GIVEN TEXT:
** begin **

# Masks!



## red (May 10, 2008)

I swear, what us women won't do for the "sake of beauty"

Masks are great, not sure if they really work ...but psychologically makes us feel better .. so here it goes 

Ok I'll go first, today I did a mask to cleanse the pores, its by Origins, it's got charcoal in it 
	

	
	
		
		

		
			










thanks for not laughing, but if you do, I'll laugh with you


----------



## Beauty Mark (May 10, 2008)

My favorites are the Queen Helene ones... cheap and effective. I even got my boyfriend into using it


----------



## Sparklevixen81 (May 11, 2008)

I'm not laughing at you, I use that Origins one too! I found one today that people.com reccomended that is from pangea organics, might check that out after finals are over.


----------



## quinntastic (May 12, 2008)

Clear Improvement is one of my favorites!  I also use Drink Up by Origins.  That is my favorite skin care line.


----------



## ratmist (May 12, 2008)

** end **

EXERCISES:
(a) Answer these questions from the masks thread, marking each answer to match:
(i) What ingredient is in the Origins pore-cleansing mask that red used?
(ii) Which brand's masks does Beauty Mark call favorites?
(iii) Besides Clear Improvement, which Origins product does quinntastic use?
(b) Write the next part of the forum thread about face masks, picking up after its last line.

Items listed in a dataset

** begin **

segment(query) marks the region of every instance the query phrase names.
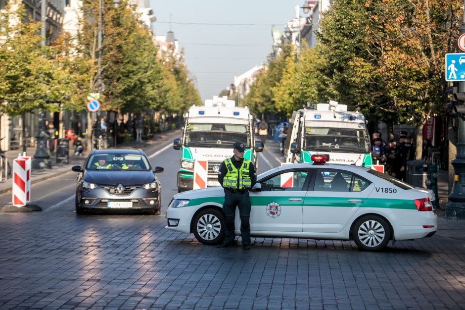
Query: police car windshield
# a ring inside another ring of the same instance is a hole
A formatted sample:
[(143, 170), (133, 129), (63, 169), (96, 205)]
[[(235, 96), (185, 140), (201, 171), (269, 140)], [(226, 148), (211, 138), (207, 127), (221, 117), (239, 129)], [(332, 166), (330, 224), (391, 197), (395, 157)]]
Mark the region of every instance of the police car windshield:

** end **

EXPECTED RESULTS:
(a)
(i) Charcoal
(ii) Queen Helene
(iii) Drink Up

(b)
Quote:

   Originally Posted by *Beauty Mark* 

 
_My favorites are the Queen Helene ones... cheap and effective. I even got my boyfriend into using it_

 





  I agree.  My favourite is Queen Helene's Mint Julep mask.  It is the best I've ever used.  I wish they sold it in the UK.  I have to import it from the US or stock up when I'm at home.


----------



## Temptasia (May 12, 2008)

The three I use:
1. Aspirin Mask
2. Origins Clear Improvement Active Charcoal mask
3. Origins Clean Energy deep cleansing oil (massage, leave on for 5 minutes, then rinse off)

I use the charcoal mask too


----------



## elektra513 (May 12, 2008)

Origins Clear Improvement is like the Dyson of facial masks, man!!! Hardcore 
	

	
	
		
		

		
		
	


	




I need to buy more...hmm

Right now I use (rarely) Murad Clarifying mask. It's good too. If only in my head it makes it all better 
	

	
	
		
		

		
		
	


	




Another vote for the oldie but goodie queen helene mint julep...


----------



## MAC_mallory (May 13, 2008)

that mint julep mask makes my sensitive skin burn soooo badly =[


----------



## widdershins (Jun 14, 2008)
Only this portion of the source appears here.